_DIRECTIONS FOR THIS TASK_: The passage on cleaning substrate processing components with organic solvent says one method is preferred for very dense or difficult-to-clean residues. In one to three sentences, explain why that method is preferred.

_PASSAGE FOR REVIEW_:
In another embodiment, the method uses a spray applicator to contact the residue of the component surface with the organic solvent, followed by wiping the component surface with a contaminate-free absorbent. The spray applicator dispenses the solvent via a nozzle with means of a propellant or pump to spray the organic solvent onto the surface of the component. An absorptive wipe is then used to wipe down the component surfaces to spread the organic solvent and remove the softened or dissolved residues 361. The spray applicator is desirably fabricated from one or more materials that are inert to the organic solvent used to prevent contamination of the organic solvent and the process chamber 306.
In another embodiment, the substrate processing component surface is dipped in the organic solvent in a bath. The bath is contained in a tank, which uses a re-circulating pump, and optionally, a filtration system to remove residues 361 from the bath. The solvent in the tank can also be agitated, for example, by ultrasonic vibrations or energy provided by an ultrasonic vibrator attached to a wall of the tank, for example, the bottom wall. Other stifling methods, including mechanical propeller stirring can also be used to stir the organic solvent in the bath. For very dense or difficult to clean residues 361, the bath method is preferred because it allows the solvent time to chemically react with and remove the residues 361, and also allows the solvent to soak into the fine features of the surfaces of the component. The chamber wall 312 component can be cleaned before or after the substrate 304 has been removed from the chamber 306 or using a combination of methods including occasional cleaning in the chamber 306 itself with wipes or solvent spray, and occasional cleaning in a bath to remove hard to clean residues 361.
Furthermore, the component surfaces can be contacted with an organic solvent and residues 361 are removed with the organic solvent without removing or adversely affecting sensitive coatings like polymer and ceramic coatings. In addition, the organic solvents dissolve, react, and/or soften the residues 361 in a relatively fast manner. For example, residues 361 can be removed from polymer coatings such as a polymer sealant, such as for example, methacrylate and the organic solvent can be tetrahydrofuran (THF), N-methyl pyrrolidone (NMP), methylethyl ketone (MEK), cyclohexanone, toluene, hydroxylamine, ethanol amine, 2-ethoxy 2-ethanol amine, or mixtures thereof. The organic solvent can be applied with an absorbent substrate, a spray applicator or a combination of both an absorbent substrate and spray applicator. The component surfaces can be contacted with the organic solvent more than once or singularly contacted with the organic solvent. Furthermore, the method may be used as a standalone method or in conjunction with other prior art method as a pre-process step or steps.
The aforementioned cleaning processes can be used to clean any of the components of a substrate processing apparatus 302, an exemplary version of which is schematically illustrated in
The process gas provided in the chamber 306 is energized to process the substrate 304 by another chamber component that is a gas energizer 354 that couples energy to the process gas in the process zone 308 of the chamber 306 (as shown) or in a remote zone upstream from the chamber 306 (not shown). In one version, the gas energizer 354 comprises an antenna 356 comprising one or more inductor coils 358 which may have a circular symmetry about the center of the chamber 306. When the antenna 356 is positioned near the ceiling 318 of the chamber 306, the adjacent portion of the ceiling may be made from a dielectric material, such as silicon dioxide, which is transparent to RF or electromagnetic fields. An antenna power supply 355 provides, for example, RF power to the antenna 356 at a frequency of typically about 50 KHz to about 60 MHz, and more typically about 13.56 MHz; and at a power level of from about 100 to about 5000 Watts. An RF match network (not shown) may also be provided. Alternatively or additionally, the gas energizer 354 may comprise a microwave or an “up-stream” gas activator (not shown).

_INFORMATION PROVIDED_:
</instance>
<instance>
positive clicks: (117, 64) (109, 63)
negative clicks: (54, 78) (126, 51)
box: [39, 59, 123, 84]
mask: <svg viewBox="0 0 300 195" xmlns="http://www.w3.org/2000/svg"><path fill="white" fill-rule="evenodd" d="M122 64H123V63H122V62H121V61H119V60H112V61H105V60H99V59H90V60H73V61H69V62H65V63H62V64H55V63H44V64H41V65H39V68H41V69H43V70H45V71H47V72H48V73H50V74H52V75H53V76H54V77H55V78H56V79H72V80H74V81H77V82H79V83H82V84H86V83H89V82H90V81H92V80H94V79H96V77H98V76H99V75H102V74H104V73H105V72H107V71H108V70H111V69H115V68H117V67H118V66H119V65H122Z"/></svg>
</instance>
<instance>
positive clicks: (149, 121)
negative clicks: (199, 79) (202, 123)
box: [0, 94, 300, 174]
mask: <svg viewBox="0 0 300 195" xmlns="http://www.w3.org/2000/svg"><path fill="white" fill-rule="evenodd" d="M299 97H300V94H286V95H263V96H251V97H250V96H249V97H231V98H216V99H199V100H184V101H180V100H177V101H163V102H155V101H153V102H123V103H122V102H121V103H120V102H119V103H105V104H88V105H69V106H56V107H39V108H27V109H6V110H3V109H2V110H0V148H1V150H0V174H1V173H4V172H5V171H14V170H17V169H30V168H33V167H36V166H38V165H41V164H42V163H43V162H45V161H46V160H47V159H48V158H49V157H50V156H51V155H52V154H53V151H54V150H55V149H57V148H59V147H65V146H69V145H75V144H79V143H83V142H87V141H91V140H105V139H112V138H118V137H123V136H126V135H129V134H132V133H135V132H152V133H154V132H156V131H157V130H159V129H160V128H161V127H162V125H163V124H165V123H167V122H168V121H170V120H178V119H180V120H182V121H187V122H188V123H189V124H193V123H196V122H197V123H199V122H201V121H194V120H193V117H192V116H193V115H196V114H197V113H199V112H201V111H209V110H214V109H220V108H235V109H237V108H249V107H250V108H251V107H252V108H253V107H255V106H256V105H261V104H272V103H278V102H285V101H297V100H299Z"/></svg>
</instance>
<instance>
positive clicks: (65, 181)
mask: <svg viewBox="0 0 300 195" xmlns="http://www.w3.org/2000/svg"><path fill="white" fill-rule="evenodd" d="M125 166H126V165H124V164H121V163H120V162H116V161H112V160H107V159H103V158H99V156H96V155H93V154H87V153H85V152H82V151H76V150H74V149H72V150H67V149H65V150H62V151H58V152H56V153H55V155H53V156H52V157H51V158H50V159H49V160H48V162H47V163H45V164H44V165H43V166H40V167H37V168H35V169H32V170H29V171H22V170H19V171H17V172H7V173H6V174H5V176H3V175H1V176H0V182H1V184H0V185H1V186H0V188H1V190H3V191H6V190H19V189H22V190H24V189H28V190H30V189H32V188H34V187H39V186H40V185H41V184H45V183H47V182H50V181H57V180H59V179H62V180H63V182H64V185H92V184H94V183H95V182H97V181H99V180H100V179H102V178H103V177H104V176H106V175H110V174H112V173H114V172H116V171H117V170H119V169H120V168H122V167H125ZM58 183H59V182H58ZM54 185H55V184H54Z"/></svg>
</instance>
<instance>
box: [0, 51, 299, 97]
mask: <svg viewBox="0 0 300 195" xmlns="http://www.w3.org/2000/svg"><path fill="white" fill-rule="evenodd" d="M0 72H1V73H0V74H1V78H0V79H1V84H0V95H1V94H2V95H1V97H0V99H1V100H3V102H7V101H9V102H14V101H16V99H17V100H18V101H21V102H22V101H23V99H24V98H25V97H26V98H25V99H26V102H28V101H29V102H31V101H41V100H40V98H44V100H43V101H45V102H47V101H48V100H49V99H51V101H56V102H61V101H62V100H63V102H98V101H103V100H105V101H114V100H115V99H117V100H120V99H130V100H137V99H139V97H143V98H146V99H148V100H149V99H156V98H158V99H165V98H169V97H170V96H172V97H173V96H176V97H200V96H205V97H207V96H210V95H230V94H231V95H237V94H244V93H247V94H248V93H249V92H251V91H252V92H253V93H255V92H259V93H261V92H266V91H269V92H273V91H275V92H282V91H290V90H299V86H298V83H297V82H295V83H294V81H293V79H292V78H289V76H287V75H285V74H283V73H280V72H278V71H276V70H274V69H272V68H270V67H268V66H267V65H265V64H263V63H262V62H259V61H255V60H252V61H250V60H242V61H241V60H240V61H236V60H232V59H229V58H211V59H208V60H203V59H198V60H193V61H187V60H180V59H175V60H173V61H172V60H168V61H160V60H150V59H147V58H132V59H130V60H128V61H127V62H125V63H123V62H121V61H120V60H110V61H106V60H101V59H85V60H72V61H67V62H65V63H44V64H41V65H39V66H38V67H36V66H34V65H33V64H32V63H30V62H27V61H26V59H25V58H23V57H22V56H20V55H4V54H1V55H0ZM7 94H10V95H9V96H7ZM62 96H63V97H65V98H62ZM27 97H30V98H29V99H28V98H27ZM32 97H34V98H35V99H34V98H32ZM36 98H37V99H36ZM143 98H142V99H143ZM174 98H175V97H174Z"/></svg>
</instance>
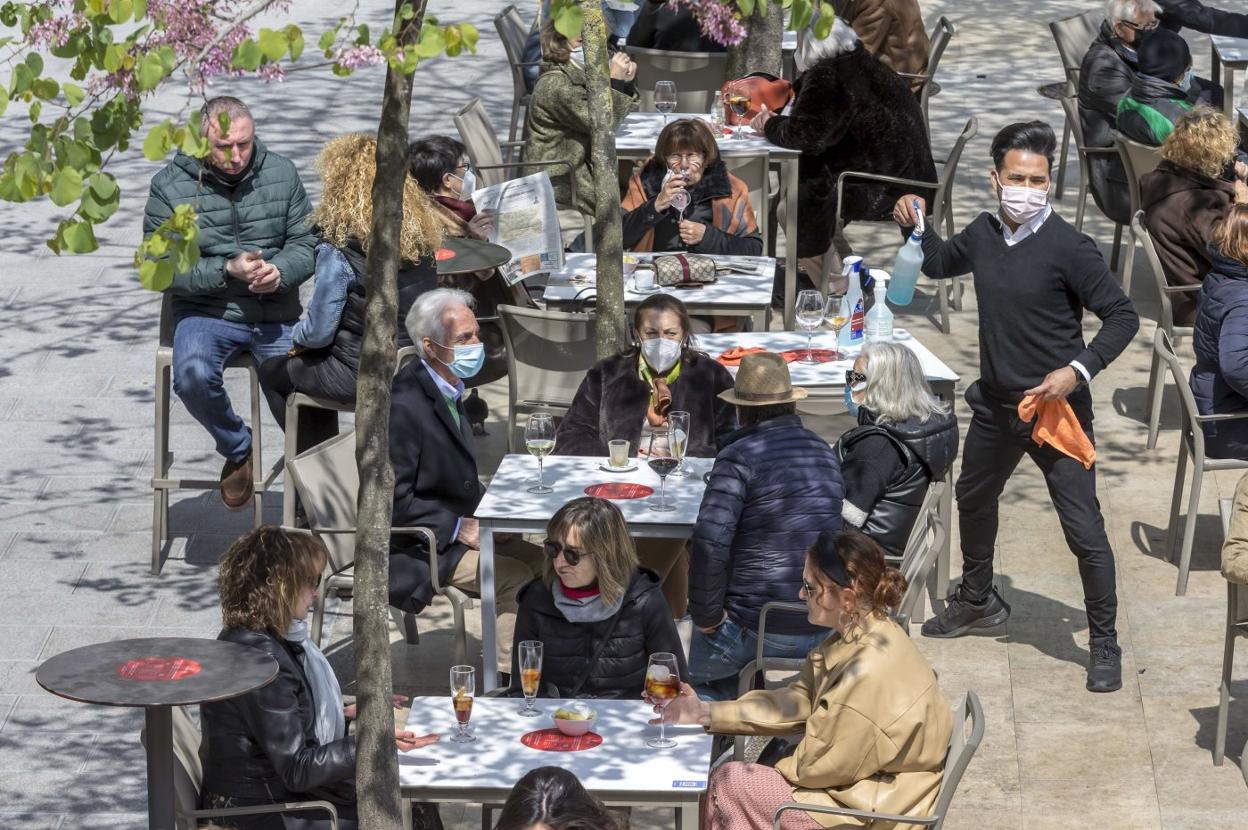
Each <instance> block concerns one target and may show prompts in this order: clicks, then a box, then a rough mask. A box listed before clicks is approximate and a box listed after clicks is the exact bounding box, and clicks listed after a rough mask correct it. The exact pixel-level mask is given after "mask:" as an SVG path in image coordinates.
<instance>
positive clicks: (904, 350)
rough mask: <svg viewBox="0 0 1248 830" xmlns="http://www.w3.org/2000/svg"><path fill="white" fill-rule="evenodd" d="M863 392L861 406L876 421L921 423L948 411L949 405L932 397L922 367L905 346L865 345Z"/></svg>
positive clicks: (864, 356)
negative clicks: (865, 391) (912, 418)
mask: <svg viewBox="0 0 1248 830" xmlns="http://www.w3.org/2000/svg"><path fill="white" fill-rule="evenodd" d="M862 359H864V361H865V366H864V368H865V371H864V372H862V373H864V374H866V392H865V394H864V399H862V404H864V406H866V407H867V408H870V409H871V411H872V412H874V413H875V414H876V419H877V421H884V422H891V423H901V422H902V421H910V419H911V418H914V419H916V421H919V422H920V423H922V422H926V421H927V419H929V418H931V417H932V416H936V414H945V413H946V412H948V406H946V404H945V403H942V402H941V399H940V398H937V397H936V396H935V394H932V391H931V387H930V386H927V378H926V377H924V367H922V364H921V363H920V362H919V358H917V357H915V353H914V352H911V351H910V349H909V348H906V347H905V346H899V344H897V343H887V342H885V343H867V344H866V346H864V347H862Z"/></svg>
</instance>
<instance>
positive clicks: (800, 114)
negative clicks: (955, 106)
mask: <svg viewBox="0 0 1248 830" xmlns="http://www.w3.org/2000/svg"><path fill="white" fill-rule="evenodd" d="M811 26H814V21H812V22H811ZM795 59H796V64H797V69H799V71H800V72H801V74H800V75H799V76H797V80H796V81H795V82H794V101H792V105H791V106H790V107H789V111H787V115H775V114H773V112H770V111H769V110H768V109H766V107H764V109H763V111H761V112H759V115H758V116H756V117H755V119H754V121H753V126H754V129H755V130H756V131H759V132H763V134H765V135H766V137H768V141H770V142H771V144H775V145H779V146H781V147H790V149H794V150H800V151H801V161H800V175H801V181H800V185H799V188H797V191H799V196H797V256H799V257H802V258H809V257H821V256H822V255H824V253H825V252H826V251H827V250H829V246H830V245H831V241H832V232H834V231H835V230H836V228H835V222H836V178H837V176H840V175H841V172H842V171H846V170H856V171H860V172H869V173H879V175H884V176H896V177H900V178H916V180H919V181H936V165H935V164H934V162H932V154H931V145H930V142H929V140H927V129H926V127H925V126H924V116H922V111H921V110H920V109H919V101H916V100H915V96H914V95H912V94H911V91H910V85H909V84H907V81H906V80H905V79H902V77H901V76H899V75H897V74H896V72H894V71H892V70H891V69H889V67H887V66H885V65H884V64H881V62H880V60H879V59H877V57H876V56H875V55H872V54H871V52H869V51H867V50H866V49H865V47H864V46H862V42H861V41H860V40H859V37H857V35H855V34H854V30H852V29H850V27H849V26H847V25H846V24H845V22H842V21H841V20H840V19H837V20H836V22H834V24H832V30H831V32H830V34H829V35H827V37H816V36H815V34H814V31H812V29H810V27H807V29H806V30H804V31H801V32H799V35H797V52H796V56H795ZM904 191H905V188H900V190H899V188H897V187H892V186H889V185H881V183H877V182H857V183H846V186H845V196H844V200H842V202H844V203H842V207H841V218H842V220H844V221H845V222H851V221H854V220H864V221H879V220H882V218H887V216H889V215H890V213H891V211H892V206H894V203H895V202H896V201H897V198H899V197H900V196H902V193H904ZM839 253H840V255H841V256H845V255H846V253H847V248H844V246H842V250H840V251H839ZM806 267H807V271H809V270H810V268H814V267H815V263H812V262H810V263H807V266H806ZM834 271H836V272H839V271H840V270H839V268H834Z"/></svg>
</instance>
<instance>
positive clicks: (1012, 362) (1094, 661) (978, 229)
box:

_RESPONSE FOR THIS EXERCISE_: The bath method is preferred because it gives the solvent time to chemically react with and remove the residues. It also lets the solvent soak into the fine features of the component surfaces.